[Provided material]
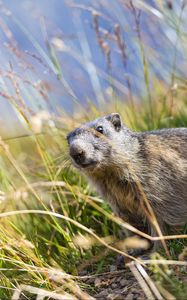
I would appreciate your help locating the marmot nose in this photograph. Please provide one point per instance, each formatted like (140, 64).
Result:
(77, 153)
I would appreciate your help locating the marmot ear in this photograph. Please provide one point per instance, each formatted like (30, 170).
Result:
(115, 119)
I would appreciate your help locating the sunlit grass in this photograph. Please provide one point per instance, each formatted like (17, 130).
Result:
(64, 226)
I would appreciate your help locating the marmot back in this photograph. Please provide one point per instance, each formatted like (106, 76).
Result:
(119, 161)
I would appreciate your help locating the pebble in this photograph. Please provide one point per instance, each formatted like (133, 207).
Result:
(114, 285)
(129, 297)
(97, 282)
(103, 294)
(123, 282)
(115, 297)
(113, 268)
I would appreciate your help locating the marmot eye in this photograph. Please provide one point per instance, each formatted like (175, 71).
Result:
(99, 129)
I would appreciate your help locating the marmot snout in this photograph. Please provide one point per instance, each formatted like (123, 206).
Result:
(115, 159)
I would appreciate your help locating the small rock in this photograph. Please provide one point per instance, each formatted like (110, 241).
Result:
(123, 282)
(115, 297)
(129, 297)
(113, 268)
(102, 294)
(83, 273)
(97, 282)
(114, 285)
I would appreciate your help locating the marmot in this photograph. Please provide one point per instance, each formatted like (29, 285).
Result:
(126, 166)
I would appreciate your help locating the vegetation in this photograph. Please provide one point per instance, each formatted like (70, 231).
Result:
(52, 224)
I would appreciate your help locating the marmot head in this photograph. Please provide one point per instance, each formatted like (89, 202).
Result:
(93, 144)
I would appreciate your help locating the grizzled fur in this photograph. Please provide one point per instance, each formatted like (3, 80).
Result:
(115, 159)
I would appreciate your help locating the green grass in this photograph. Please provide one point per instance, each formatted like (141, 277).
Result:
(37, 175)
(40, 250)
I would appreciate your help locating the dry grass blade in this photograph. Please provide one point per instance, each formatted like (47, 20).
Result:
(41, 294)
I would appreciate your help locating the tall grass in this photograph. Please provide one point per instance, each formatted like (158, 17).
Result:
(52, 224)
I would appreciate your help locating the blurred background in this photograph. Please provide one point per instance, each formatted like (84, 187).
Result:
(62, 56)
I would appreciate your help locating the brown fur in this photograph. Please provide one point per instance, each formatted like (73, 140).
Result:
(131, 166)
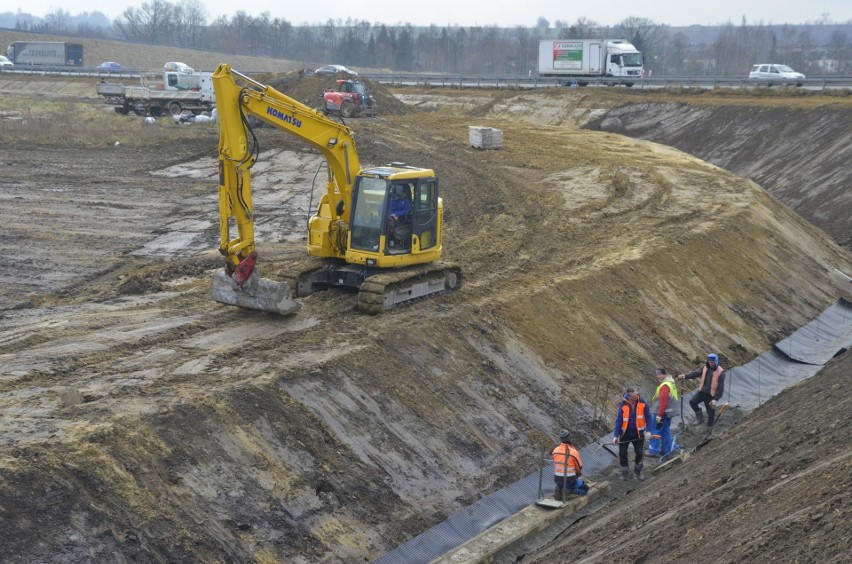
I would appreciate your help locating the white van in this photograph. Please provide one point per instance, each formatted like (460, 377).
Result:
(178, 67)
(779, 73)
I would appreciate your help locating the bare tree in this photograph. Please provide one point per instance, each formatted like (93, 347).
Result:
(583, 28)
(57, 22)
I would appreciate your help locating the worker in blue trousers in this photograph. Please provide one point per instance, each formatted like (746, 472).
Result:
(664, 400)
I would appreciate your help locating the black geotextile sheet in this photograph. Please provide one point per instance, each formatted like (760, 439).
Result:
(796, 358)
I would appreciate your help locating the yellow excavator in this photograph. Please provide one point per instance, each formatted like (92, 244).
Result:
(378, 230)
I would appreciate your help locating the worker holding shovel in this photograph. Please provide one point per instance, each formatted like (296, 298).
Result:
(710, 388)
(664, 399)
(631, 427)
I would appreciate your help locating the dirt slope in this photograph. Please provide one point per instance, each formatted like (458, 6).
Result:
(140, 420)
(772, 145)
(775, 488)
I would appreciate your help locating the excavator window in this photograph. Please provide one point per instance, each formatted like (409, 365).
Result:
(367, 218)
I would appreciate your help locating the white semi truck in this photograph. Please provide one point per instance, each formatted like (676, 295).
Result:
(575, 59)
(182, 90)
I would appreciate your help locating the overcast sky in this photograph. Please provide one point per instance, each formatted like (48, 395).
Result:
(493, 12)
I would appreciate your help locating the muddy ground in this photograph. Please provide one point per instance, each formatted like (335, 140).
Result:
(140, 420)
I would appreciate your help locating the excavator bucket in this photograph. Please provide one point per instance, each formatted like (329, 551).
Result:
(254, 293)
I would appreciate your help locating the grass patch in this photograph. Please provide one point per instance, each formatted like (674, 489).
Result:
(60, 123)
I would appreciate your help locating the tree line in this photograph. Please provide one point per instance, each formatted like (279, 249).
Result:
(821, 48)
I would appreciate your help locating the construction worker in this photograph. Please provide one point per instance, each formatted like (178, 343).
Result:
(631, 427)
(567, 466)
(710, 389)
(664, 398)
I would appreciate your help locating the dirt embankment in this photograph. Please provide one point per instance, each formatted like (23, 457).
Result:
(141, 419)
(799, 154)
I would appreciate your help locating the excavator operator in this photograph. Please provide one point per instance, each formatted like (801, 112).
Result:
(399, 223)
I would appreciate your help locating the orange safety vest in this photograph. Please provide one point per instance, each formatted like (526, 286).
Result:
(566, 464)
(714, 382)
(640, 416)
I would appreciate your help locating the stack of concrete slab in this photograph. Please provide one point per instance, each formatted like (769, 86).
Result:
(484, 137)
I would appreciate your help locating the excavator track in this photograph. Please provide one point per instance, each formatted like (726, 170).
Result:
(382, 292)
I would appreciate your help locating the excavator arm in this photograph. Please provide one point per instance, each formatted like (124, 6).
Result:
(241, 284)
(335, 141)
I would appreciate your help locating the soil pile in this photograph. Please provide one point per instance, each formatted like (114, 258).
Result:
(139, 418)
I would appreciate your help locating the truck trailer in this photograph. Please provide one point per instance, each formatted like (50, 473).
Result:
(576, 59)
(53, 53)
(180, 91)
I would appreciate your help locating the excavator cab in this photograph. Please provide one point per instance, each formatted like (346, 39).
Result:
(394, 216)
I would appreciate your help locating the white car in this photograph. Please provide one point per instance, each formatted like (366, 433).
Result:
(335, 69)
(779, 73)
(178, 67)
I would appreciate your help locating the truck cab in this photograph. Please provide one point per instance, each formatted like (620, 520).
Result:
(623, 59)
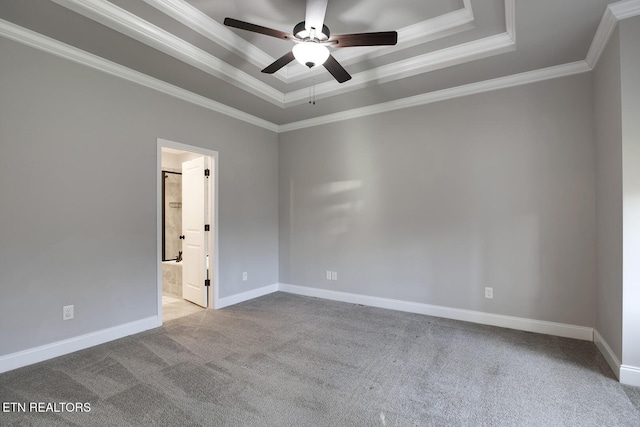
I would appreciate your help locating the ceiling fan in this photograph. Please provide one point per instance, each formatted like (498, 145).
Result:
(312, 38)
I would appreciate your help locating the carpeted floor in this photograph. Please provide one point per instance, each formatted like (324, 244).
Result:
(286, 360)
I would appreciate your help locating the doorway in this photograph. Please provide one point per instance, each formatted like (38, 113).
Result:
(187, 229)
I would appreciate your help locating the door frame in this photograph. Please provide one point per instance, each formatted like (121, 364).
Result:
(214, 289)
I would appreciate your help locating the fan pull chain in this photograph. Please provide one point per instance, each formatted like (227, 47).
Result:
(312, 93)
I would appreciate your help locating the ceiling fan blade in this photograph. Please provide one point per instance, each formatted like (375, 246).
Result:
(279, 63)
(314, 18)
(336, 70)
(230, 22)
(384, 38)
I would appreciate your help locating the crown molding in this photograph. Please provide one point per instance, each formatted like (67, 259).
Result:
(613, 13)
(211, 29)
(423, 32)
(510, 18)
(445, 94)
(625, 9)
(127, 23)
(54, 47)
(432, 29)
(477, 49)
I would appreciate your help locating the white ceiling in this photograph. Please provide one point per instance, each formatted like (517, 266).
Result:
(443, 45)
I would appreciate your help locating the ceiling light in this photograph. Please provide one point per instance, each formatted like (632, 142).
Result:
(310, 53)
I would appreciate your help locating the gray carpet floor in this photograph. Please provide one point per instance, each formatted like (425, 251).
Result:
(286, 360)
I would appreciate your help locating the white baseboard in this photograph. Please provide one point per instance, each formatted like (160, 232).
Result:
(245, 296)
(630, 375)
(49, 351)
(608, 354)
(530, 325)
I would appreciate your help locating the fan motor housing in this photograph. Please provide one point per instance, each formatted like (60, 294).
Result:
(301, 32)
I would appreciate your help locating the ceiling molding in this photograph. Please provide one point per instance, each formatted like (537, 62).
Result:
(209, 28)
(510, 17)
(127, 23)
(625, 9)
(432, 29)
(445, 94)
(471, 51)
(423, 32)
(54, 47)
(613, 13)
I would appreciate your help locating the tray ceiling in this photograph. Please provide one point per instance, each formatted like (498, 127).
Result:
(442, 45)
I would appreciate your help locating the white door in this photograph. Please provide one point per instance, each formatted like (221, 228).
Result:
(194, 245)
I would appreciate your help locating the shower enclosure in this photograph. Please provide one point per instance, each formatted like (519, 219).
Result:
(171, 215)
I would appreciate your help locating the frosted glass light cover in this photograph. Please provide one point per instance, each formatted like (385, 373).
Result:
(310, 54)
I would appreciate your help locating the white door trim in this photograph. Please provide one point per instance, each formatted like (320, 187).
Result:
(214, 289)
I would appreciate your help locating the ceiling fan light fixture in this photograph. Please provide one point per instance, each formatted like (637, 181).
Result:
(310, 53)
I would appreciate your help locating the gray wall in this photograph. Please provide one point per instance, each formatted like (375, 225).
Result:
(78, 196)
(630, 79)
(608, 136)
(431, 204)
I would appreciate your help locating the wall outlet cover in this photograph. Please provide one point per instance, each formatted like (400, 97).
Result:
(67, 312)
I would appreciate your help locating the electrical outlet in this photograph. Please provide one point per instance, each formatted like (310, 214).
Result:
(67, 312)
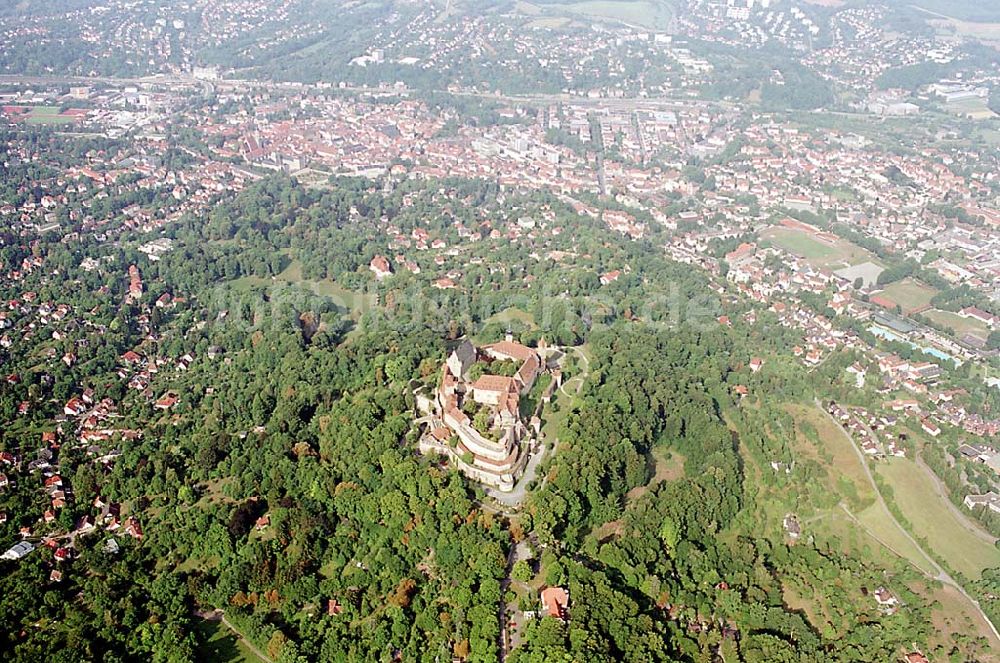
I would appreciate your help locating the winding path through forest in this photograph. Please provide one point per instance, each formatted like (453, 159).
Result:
(942, 575)
(220, 615)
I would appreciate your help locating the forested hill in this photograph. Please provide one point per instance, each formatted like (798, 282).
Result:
(271, 461)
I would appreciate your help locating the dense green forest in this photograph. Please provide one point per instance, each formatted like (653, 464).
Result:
(313, 430)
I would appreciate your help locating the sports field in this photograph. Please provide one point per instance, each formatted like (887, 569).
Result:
(817, 252)
(41, 114)
(910, 295)
(957, 323)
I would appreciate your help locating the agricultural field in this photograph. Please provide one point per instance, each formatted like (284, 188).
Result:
(912, 296)
(816, 252)
(957, 323)
(961, 543)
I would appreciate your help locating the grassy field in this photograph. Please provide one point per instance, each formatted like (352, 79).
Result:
(654, 14)
(909, 294)
(932, 519)
(511, 314)
(39, 115)
(845, 473)
(973, 108)
(222, 645)
(957, 323)
(846, 477)
(954, 618)
(356, 302)
(817, 253)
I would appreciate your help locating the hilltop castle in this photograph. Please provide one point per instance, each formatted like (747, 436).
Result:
(475, 412)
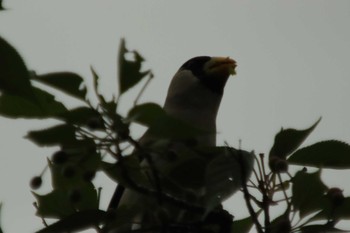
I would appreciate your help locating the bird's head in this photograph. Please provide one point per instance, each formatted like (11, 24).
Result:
(211, 71)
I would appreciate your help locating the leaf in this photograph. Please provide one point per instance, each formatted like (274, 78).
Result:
(224, 173)
(161, 124)
(242, 225)
(14, 76)
(83, 116)
(58, 203)
(127, 172)
(18, 107)
(281, 224)
(81, 163)
(77, 222)
(129, 71)
(341, 212)
(54, 205)
(67, 82)
(57, 135)
(307, 192)
(288, 140)
(326, 154)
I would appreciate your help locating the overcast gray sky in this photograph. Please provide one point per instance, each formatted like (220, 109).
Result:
(293, 67)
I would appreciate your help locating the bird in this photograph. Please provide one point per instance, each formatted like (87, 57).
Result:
(194, 96)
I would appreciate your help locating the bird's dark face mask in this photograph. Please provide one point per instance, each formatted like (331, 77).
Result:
(212, 71)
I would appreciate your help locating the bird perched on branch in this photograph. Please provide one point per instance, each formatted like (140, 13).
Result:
(194, 97)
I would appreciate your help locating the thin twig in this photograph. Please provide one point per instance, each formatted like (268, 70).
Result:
(246, 193)
(153, 168)
(144, 87)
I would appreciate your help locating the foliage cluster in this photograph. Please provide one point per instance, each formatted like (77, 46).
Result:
(90, 135)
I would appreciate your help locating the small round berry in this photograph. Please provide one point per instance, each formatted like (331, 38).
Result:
(59, 157)
(336, 196)
(75, 196)
(36, 182)
(69, 172)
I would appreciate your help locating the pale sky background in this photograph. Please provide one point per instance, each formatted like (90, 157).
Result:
(293, 67)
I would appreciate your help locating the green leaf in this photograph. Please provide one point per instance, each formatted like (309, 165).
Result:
(18, 107)
(76, 222)
(127, 172)
(288, 140)
(54, 205)
(81, 164)
(14, 76)
(161, 124)
(308, 192)
(58, 203)
(67, 82)
(341, 212)
(326, 154)
(242, 225)
(0, 218)
(129, 71)
(281, 224)
(57, 135)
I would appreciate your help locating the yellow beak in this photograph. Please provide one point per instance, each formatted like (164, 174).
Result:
(223, 66)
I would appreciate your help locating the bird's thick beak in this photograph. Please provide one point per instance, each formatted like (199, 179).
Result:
(221, 65)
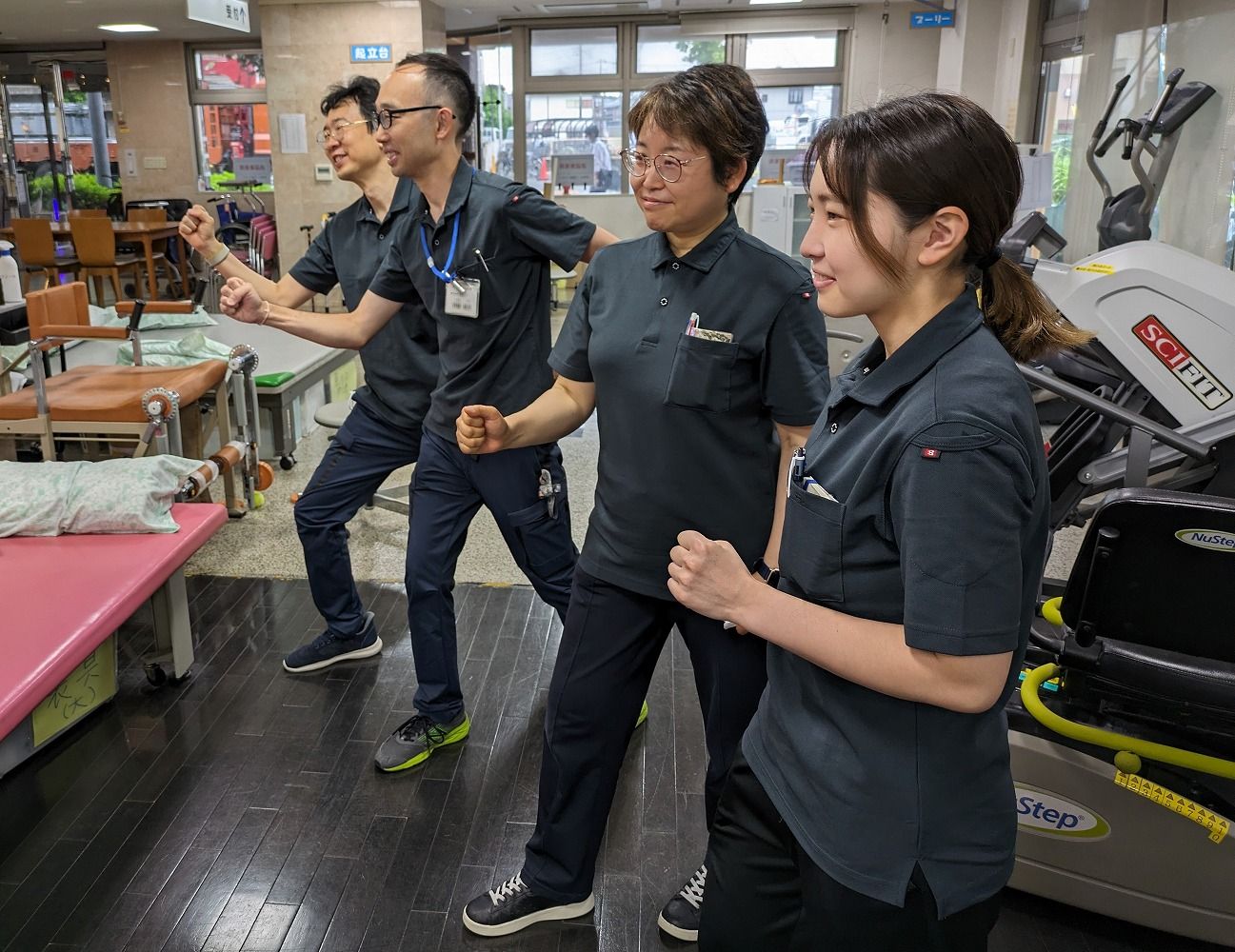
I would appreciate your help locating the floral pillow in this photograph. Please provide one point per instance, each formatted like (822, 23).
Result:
(115, 495)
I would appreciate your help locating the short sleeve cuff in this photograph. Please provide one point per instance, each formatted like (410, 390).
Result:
(570, 370)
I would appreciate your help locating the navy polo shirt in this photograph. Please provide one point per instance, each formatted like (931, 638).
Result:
(400, 361)
(687, 436)
(499, 357)
(939, 521)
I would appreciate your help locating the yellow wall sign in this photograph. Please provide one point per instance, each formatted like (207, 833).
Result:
(90, 683)
(1214, 823)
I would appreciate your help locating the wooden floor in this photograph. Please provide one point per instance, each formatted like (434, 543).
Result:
(240, 810)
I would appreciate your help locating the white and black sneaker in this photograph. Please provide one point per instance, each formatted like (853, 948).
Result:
(681, 914)
(512, 906)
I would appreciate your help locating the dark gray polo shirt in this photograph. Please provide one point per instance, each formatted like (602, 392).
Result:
(400, 361)
(687, 436)
(499, 357)
(940, 524)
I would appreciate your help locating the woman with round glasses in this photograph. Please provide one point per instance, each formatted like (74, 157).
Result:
(702, 353)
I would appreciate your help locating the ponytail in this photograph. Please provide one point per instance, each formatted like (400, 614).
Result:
(1026, 324)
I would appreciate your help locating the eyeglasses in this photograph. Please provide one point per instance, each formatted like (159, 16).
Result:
(333, 132)
(385, 117)
(667, 167)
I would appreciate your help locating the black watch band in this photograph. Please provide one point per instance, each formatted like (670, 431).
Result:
(769, 576)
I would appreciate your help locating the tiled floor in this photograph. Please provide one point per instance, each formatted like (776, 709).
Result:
(240, 810)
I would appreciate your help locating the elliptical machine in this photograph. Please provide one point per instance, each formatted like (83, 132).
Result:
(1126, 216)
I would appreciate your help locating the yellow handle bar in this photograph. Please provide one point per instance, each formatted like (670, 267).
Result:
(1084, 732)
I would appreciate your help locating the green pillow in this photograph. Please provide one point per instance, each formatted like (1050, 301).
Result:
(275, 379)
(152, 321)
(115, 495)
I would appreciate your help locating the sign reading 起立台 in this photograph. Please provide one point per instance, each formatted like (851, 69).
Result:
(231, 13)
(370, 53)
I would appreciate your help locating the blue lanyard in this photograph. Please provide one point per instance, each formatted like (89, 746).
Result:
(442, 273)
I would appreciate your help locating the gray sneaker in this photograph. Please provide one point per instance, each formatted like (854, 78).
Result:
(329, 648)
(416, 739)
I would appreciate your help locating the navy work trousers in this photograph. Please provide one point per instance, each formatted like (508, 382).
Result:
(365, 451)
(764, 892)
(610, 644)
(448, 489)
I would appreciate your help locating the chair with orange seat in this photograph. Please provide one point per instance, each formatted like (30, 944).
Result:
(95, 245)
(135, 404)
(36, 248)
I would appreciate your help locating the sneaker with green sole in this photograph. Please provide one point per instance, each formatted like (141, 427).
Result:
(415, 740)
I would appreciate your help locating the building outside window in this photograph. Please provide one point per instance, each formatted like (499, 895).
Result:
(798, 74)
(228, 91)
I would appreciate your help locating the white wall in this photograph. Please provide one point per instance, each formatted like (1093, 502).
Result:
(1124, 37)
(620, 215)
(909, 58)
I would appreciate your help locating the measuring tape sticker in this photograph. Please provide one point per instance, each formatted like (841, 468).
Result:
(1218, 826)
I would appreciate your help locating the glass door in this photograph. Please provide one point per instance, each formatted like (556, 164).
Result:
(1057, 111)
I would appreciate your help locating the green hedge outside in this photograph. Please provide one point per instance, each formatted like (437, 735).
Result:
(87, 190)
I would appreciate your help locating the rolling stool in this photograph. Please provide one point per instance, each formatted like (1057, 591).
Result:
(331, 416)
(557, 278)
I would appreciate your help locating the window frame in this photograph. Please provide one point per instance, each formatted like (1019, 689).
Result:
(627, 80)
(219, 96)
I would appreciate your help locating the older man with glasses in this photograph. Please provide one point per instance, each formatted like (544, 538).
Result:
(477, 250)
(382, 433)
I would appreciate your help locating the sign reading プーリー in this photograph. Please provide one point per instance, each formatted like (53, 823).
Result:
(370, 53)
(231, 13)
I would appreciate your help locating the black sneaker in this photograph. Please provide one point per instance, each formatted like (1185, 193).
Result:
(512, 906)
(416, 739)
(329, 648)
(681, 914)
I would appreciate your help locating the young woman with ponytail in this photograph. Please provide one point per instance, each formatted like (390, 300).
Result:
(872, 803)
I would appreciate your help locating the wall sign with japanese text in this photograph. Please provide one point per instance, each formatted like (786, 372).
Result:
(370, 52)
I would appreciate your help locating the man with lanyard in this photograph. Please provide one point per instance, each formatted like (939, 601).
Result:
(477, 252)
(382, 433)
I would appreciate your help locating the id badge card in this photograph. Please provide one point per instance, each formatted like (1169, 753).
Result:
(464, 298)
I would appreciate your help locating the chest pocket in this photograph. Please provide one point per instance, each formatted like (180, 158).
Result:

[Task details]
When the word "dirt" turns up on a line of the material above, copy that line.

[Answer to the problem]
I would appreciate your help locating the dirt slope in this photograph. Please provide one point per instance, each formatted like (458, 6).
I would appreciate your help locating the dirt embankment in this photograph. Please provide one point per instance, each formatted like (23, 457).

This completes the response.